▶ **SOLICITAÇÃO ESCRITA 1**
De acordo com o trecho sobre a reforma da Previdência, quantas aposentadorias especiais o Congresso Nacional concedeu neste ano a parlamentares não eleitos em 2002?
▶ **SOLICITAÇÃO ESCRITA 2**
Transcreva do trecho sobre a reforma da Previdência tudo o que vai desde "Reforma da Previdência, aposentadorias" até "atrás do prejuízo.".

▶ **TRECHO**
Fernanda Helene (*)
Reforma da Previdência, aposentadorias especias, reforma Agrária e renda
Uma das polêmicas geradas pela proposta da reforma da Previdência está associada às temidas perdas que a mudança promete no bolso do contribuinte. A consequência disso é; quem pode, corre atrás do prejuízo.
O Congresso Nacional concedeu neste ano pelo menos 46 aposentadorias especiais a parlamentares não eleitos em 2002, que variam aproximadamente de R$ 3 a R$ 12 mil.
Pelas normas que possibilitaram esses rendimentos, um congressista pode se aposentar, desde que tenha 50 anos, com oito anos de atividade dois mandatos para um deputado federal e um para senador – com o benefício proporcional ao tempo de contribuição.
Para citar exemplos – a Folha divulgou semana passada lista com 10 ex-senadores e 30 ex-deputados, ambos de partidos diversos – entre os que recebem valores brutos mais gordos estão o ex-deputado Cunha Bueno
(PP-SP) com R$12.720,00 e o ex-senador Francelino Pereira (PFL -MG) com R$ 8.342,32.
O discurso dos beneficiários das polêmicas aposentadorias especiais é quase unânime ao defender justiça para os direitos adquiridos. Como explicam alguns especialistas, benefícios criados pela Constituição de 1988 caíram como uma bomba na conta da Previdência, sem que houvesse a devida contribuição por parte dos beneficiados, o que resultou num senhor
rombo.
Ninguém quer ver seu padrão de vida diminuído, mas poucos privilegiados têm conseguido tal façanha. Vale dizer que, na proposta do governo Lula enviada ao Congresso, não há nenhuma referência à aposentadoria de parlamentares.

▶ **MATERIAL APRESENTADO**
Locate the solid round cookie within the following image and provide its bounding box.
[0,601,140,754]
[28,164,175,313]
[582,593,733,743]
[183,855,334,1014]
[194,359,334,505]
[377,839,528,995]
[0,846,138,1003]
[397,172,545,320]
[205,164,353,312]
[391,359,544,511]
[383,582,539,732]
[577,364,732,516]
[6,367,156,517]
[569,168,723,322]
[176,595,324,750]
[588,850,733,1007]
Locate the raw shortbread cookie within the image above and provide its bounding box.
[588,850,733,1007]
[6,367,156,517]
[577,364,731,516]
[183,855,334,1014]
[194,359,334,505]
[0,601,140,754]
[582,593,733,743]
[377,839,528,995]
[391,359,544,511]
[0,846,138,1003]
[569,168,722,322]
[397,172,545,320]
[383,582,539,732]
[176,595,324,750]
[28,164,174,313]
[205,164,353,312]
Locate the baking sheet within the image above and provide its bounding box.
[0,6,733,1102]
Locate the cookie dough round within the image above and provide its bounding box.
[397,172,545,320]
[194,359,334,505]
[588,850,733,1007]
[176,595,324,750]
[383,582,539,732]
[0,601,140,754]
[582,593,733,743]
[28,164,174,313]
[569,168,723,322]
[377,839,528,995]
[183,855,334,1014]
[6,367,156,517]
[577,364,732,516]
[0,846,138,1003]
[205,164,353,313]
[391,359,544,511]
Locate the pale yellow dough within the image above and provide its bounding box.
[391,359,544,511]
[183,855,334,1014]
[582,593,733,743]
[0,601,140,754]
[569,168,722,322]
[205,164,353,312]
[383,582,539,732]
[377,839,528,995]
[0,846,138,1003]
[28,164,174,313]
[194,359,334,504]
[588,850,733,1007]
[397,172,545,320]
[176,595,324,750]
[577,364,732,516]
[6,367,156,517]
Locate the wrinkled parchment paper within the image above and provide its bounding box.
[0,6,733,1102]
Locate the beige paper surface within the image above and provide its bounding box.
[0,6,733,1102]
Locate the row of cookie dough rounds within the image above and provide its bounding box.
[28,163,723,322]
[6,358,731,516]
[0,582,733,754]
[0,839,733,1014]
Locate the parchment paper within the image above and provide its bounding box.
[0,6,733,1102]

▶ **RESULTADO DO EXERCÍCIO 1**
Pelo menos 46.

▶ **RESULTADO DO EXERCÍCIO 2**
Reforma da Previdência, aposentadorias especias, reforma Agrária e renda
Uma das polêmicas geradas pela proposta da reforma da Previdência está associada às temidas perdas que a mudança promete no bolso do contribuinte. A consequência disso é; quem pode, corre atrás do prejuízo.